— Start Data provided —

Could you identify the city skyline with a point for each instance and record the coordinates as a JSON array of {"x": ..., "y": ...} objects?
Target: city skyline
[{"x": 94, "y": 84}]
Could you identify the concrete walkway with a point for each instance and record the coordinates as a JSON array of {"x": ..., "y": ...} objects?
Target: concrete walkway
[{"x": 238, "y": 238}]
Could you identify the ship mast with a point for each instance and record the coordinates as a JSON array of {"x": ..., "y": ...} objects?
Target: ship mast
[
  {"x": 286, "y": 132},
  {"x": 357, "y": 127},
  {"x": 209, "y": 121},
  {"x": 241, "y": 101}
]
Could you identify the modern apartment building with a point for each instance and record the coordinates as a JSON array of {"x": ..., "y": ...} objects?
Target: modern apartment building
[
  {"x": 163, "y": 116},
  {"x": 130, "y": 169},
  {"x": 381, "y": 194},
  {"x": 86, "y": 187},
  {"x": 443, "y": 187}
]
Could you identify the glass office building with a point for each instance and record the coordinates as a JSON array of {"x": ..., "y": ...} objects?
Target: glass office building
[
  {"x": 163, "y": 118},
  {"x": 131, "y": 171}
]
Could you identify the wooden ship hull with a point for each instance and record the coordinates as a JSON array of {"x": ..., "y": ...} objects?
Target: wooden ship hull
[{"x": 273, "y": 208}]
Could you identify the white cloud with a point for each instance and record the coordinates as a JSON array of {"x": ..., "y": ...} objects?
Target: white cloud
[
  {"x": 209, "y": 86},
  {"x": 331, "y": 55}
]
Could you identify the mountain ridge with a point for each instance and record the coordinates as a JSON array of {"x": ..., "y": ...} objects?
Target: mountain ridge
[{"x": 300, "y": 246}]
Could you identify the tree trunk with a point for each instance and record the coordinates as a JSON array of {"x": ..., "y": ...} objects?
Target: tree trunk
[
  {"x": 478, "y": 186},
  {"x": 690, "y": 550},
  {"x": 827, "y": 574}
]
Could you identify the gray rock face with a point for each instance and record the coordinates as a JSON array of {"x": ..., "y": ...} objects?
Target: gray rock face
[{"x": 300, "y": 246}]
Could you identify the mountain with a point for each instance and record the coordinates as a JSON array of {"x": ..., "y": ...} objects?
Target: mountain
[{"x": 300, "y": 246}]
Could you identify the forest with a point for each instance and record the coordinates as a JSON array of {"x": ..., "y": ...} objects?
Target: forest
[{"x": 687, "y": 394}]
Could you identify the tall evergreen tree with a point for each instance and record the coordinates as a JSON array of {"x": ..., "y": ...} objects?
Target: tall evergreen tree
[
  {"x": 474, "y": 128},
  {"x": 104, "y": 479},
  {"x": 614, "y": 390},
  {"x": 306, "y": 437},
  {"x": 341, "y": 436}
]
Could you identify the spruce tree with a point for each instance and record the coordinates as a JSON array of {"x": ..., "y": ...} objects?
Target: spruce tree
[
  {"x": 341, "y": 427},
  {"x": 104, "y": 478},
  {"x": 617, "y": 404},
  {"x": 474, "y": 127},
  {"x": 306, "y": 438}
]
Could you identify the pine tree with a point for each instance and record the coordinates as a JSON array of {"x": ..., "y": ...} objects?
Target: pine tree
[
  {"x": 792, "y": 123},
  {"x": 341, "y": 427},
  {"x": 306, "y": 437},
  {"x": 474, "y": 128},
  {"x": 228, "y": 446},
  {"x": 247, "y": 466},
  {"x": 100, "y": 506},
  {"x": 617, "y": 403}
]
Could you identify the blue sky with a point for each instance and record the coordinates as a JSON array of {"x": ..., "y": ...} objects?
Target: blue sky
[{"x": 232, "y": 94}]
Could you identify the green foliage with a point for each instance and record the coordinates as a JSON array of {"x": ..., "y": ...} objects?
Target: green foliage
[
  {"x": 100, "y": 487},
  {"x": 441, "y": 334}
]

— End Data provided —

**Task requirements**
Print all of the records above again, line for line, with nothing changed.

**Task answer**
Could you identify the city skyline with a point for each instance and record the coordinates as a JSON array of {"x": ..., "y": ...} objects?
Target: city skyline
[{"x": 94, "y": 84}]
Could you identify the concrete walkway with a point for each instance and record the coordinates as a JSON array of {"x": ..., "y": ...} objects?
Target: concrete walkway
[{"x": 238, "y": 238}]
Could you identify the ship mast with a point for each instance and record the coordinates as a JSON array of {"x": ..., "y": ...} objects?
Target: ship mast
[
  {"x": 286, "y": 132},
  {"x": 357, "y": 127},
  {"x": 209, "y": 121},
  {"x": 241, "y": 101}
]
Could you identify the modern apartment building with a point for each instance and record the coordinates as a JSON array of {"x": ..., "y": ...} objects?
Target: modern apartment building
[
  {"x": 163, "y": 116},
  {"x": 130, "y": 169},
  {"x": 381, "y": 194},
  {"x": 86, "y": 187},
  {"x": 443, "y": 187}
]
Could you identify the glass office building with a point for each instance and record the coordinates as a JSON array of {"x": ..., "y": ...} objects?
Target: glass office building
[
  {"x": 163, "y": 118},
  {"x": 131, "y": 171}
]
Could you identify the wooden ship hull with a point for each instance and record the coordinates as a JSON array of {"x": ..., "y": ...} objects?
Target: wooden ship hull
[{"x": 273, "y": 208}]
Could you identify the white cloud with a point for each instance and record the coordinates as a JSON array of {"x": ..., "y": ...} objects?
Target: white cloud
[
  {"x": 209, "y": 86},
  {"x": 331, "y": 55}
]
Could you identify the mountain ridge with a point for each instance and record the coordinates as a JSON array of {"x": ..., "y": ...} objects?
Target: mountain ridge
[{"x": 300, "y": 246}]
Could you identify the tree trunk with a point for each instance and record the coordinates as a JSON array of {"x": ..., "y": ...} objects?
Target: tree trunk
[
  {"x": 478, "y": 186},
  {"x": 690, "y": 550},
  {"x": 827, "y": 574}
]
Could you identify the gray rock face with a point for each instance and record the coordinates as a JSON array of {"x": ..., "y": ...} objects?
Target: gray rock face
[{"x": 300, "y": 246}]
Could you identify the mountain with a point for each instance and record the coordinates as a JSON array of {"x": ..., "y": ...} objects?
Target: mountain
[{"x": 300, "y": 246}]
Could you identify the forest with a point for each instance and record the coordinates as a JSON array of {"x": ..., "y": ...} objects?
Target: forest
[{"x": 687, "y": 394}]
Could you identify the tall evergreen tree with a point for each instance and record the coordinates as a JSON array of {"x": ..., "y": ...} objects?
Target: tall evergreen tree
[
  {"x": 474, "y": 128},
  {"x": 104, "y": 479},
  {"x": 614, "y": 390},
  {"x": 306, "y": 437},
  {"x": 341, "y": 436}
]
Could you identify the spruce tree with a point for each instance and record the coordinates as a JSON array of {"x": ..., "y": ...} objects?
Target: spruce tree
[
  {"x": 341, "y": 427},
  {"x": 104, "y": 478},
  {"x": 617, "y": 404},
  {"x": 474, "y": 127},
  {"x": 306, "y": 438}
]
Could you identify the pine tree with a point for each instance and record the coordinates as a JSON array of {"x": ..., "y": ...} objects?
Target: pine tree
[
  {"x": 792, "y": 123},
  {"x": 341, "y": 427},
  {"x": 306, "y": 437},
  {"x": 474, "y": 128},
  {"x": 228, "y": 446},
  {"x": 247, "y": 466},
  {"x": 100, "y": 506},
  {"x": 617, "y": 403}
]
Could you identify the blue sky with a point for each instance and record the coordinates as a JSON array of {"x": ..., "y": ...} objects?
Target: blue sky
[{"x": 232, "y": 94}]
Could you identify the green foliage with a point for each instance and record the coordinates as a JSON array of {"x": ..., "y": ...} objects?
Target: green foliage
[
  {"x": 100, "y": 487},
  {"x": 441, "y": 334}
]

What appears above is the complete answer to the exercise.